WORK ORDER ▸
Reproduce the part of the VITAL-DEP study abstract verbatim, from "Conclusion: VITAL-DEP applies" up to and including "and older adults.".

Rationale: Depression is a leading cause of disease burden and disability for older adults; thus, prevention is a priority. Biologic and observational data support potential mental health benefits of vitamin D and omega-3 fatty acids; however, it is unclear whether these supplements can prevent late-life depression.
Design: We describe the novel methodology of a large-scale study: VITAL-DEP (VITamin D and OmegA-3 TriaL-Depression Endpoint Prevention), an ancillary to the VITAL trial. Primary Aims of VITAL-DEP are to determine effects on prevention of depression and on trajectory of mood symptoms of long-term (mean=5years) supplementation with vitamin D (vitamin D3 [cholecalciferol], 2000IU/day) and marine omega-3 fatty-acids (eicosapentaenoic acid + docosahexaenoic acid, 1g/day), in a 2×2 factorial design, among 25,874 older adults. Secondary Aims will evaluate: vitamin D's effects among African-Americans (an at-risk group for vitamin D deficiency); both agents' effects among those with high-risk factors or sub-syndromal depression in a sub-set of ~1000 participants with detailed examinations at baseline and 2-year follow-up; whether baseline nutrient levels influence depression risk and/or modify agents' effects. Additional planned analyses will use pre-randomization blood samples available in ~17,000 participants to address whether key biomarkers and factors influence long-term mood and depression risk and/or the agents' effects.
Conclusion: VITAL-DEP applies all modalities of state-of-the-art prevention research - universal, selective and indicated. VITAL-DEP will clarify effects of supplemental vitamin D and/or omega-3 on mood, and inform clinical care and public health guidelines on the use of these agents for prevention of depression in mid-life and older adults.
Keywords: Cholecalciferol; Depression; Fish oil; Geriatric; Mood; Omega-3; Prevention.

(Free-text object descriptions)
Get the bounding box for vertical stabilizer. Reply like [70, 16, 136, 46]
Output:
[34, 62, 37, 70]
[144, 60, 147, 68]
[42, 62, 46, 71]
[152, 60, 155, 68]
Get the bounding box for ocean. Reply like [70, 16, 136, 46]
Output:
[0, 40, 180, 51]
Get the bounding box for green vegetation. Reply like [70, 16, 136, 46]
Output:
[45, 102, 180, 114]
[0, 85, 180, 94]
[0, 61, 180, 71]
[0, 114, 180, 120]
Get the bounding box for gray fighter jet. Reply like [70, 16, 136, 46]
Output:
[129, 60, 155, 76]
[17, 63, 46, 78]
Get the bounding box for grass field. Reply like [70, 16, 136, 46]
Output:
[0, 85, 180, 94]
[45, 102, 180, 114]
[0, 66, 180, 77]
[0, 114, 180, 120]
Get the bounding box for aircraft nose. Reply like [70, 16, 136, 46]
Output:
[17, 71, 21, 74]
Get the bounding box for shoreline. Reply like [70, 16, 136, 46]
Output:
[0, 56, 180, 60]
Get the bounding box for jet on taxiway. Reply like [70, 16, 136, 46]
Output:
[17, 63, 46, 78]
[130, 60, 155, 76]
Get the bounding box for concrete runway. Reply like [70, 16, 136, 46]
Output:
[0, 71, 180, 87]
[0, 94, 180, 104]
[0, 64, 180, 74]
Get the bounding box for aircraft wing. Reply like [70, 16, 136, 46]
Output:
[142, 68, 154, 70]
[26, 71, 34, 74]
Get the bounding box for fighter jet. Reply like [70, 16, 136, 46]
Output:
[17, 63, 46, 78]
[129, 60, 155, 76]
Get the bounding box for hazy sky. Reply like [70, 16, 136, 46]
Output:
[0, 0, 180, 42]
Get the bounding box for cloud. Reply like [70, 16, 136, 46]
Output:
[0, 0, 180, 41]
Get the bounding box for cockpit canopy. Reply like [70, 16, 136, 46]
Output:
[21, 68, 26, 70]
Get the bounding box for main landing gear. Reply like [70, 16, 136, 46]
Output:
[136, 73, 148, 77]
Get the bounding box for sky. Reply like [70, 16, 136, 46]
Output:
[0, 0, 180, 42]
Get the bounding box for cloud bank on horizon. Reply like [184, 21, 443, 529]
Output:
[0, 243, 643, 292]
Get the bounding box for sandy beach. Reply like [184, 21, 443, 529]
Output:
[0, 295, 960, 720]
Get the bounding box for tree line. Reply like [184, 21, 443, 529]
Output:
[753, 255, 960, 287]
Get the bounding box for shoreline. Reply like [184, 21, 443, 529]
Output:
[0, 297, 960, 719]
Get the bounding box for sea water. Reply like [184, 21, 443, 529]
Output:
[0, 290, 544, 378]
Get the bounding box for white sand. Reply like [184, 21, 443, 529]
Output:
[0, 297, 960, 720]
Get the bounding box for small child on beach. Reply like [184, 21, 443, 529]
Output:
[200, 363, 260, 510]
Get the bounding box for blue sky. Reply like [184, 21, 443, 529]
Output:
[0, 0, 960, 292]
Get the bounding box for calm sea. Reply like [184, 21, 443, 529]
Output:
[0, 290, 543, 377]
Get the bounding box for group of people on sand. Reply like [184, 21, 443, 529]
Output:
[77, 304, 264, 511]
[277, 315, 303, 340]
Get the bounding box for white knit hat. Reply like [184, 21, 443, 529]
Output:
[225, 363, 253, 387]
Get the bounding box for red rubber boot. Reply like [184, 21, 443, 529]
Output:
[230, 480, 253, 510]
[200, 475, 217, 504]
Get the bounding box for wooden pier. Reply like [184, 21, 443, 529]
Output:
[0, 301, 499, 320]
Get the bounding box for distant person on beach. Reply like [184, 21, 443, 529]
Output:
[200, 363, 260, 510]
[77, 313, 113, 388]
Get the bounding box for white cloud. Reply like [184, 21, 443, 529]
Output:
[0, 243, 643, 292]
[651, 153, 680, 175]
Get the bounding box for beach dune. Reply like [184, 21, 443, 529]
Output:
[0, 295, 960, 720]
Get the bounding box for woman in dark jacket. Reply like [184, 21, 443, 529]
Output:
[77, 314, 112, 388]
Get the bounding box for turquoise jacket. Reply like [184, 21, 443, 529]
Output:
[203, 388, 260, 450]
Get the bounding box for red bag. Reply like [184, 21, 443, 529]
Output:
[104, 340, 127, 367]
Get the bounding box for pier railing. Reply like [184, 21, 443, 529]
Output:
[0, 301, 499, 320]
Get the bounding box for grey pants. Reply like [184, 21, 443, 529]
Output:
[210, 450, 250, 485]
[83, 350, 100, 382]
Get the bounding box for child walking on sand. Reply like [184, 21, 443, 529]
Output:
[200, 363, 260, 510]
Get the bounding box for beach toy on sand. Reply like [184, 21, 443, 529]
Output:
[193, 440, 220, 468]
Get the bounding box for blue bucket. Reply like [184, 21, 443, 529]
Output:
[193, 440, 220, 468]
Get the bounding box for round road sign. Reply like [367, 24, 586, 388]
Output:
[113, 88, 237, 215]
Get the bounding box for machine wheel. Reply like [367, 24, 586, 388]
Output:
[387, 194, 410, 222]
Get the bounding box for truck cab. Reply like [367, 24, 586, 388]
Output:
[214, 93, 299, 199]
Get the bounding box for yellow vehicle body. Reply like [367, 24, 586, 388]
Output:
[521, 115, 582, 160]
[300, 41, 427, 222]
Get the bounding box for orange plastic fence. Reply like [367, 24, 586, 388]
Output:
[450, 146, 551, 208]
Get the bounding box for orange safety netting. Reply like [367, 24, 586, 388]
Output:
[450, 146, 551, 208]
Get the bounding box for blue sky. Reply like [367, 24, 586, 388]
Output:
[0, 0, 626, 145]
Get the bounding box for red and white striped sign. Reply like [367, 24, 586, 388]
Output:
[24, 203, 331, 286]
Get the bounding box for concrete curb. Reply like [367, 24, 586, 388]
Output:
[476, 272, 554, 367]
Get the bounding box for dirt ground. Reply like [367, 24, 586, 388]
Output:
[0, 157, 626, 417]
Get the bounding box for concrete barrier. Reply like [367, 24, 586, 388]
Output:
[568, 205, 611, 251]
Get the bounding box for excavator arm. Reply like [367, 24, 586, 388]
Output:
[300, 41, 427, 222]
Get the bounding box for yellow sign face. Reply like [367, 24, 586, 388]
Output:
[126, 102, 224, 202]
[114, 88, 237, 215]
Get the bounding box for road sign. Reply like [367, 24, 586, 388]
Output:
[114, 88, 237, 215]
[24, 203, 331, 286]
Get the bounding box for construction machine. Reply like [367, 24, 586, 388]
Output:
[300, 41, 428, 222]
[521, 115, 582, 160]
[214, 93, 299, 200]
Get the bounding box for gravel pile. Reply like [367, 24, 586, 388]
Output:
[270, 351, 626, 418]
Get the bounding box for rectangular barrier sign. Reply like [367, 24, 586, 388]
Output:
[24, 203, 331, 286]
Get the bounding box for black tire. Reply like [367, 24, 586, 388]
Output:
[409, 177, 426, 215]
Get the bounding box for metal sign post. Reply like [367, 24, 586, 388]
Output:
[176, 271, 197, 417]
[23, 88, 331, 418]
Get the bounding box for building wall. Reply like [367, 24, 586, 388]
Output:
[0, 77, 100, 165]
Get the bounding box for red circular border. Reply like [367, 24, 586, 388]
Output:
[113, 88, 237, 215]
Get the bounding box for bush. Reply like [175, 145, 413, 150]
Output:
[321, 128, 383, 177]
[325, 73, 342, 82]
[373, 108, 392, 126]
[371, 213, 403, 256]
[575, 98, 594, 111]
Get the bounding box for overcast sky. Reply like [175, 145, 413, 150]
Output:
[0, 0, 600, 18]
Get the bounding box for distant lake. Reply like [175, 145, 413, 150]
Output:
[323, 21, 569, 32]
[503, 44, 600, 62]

EXERCISE RESPONSE ▸
Conclusion: VITAL-DEP applies all modalities of state-of-the-art prevention research - universal, selective and indicated. VITAL-DEP will clarify effects of supplemental vitamin D and/or omega-3 on mood, and inform clinical care and public health guidelines on the use of these agents for prevention of depression in mid-life and older adults.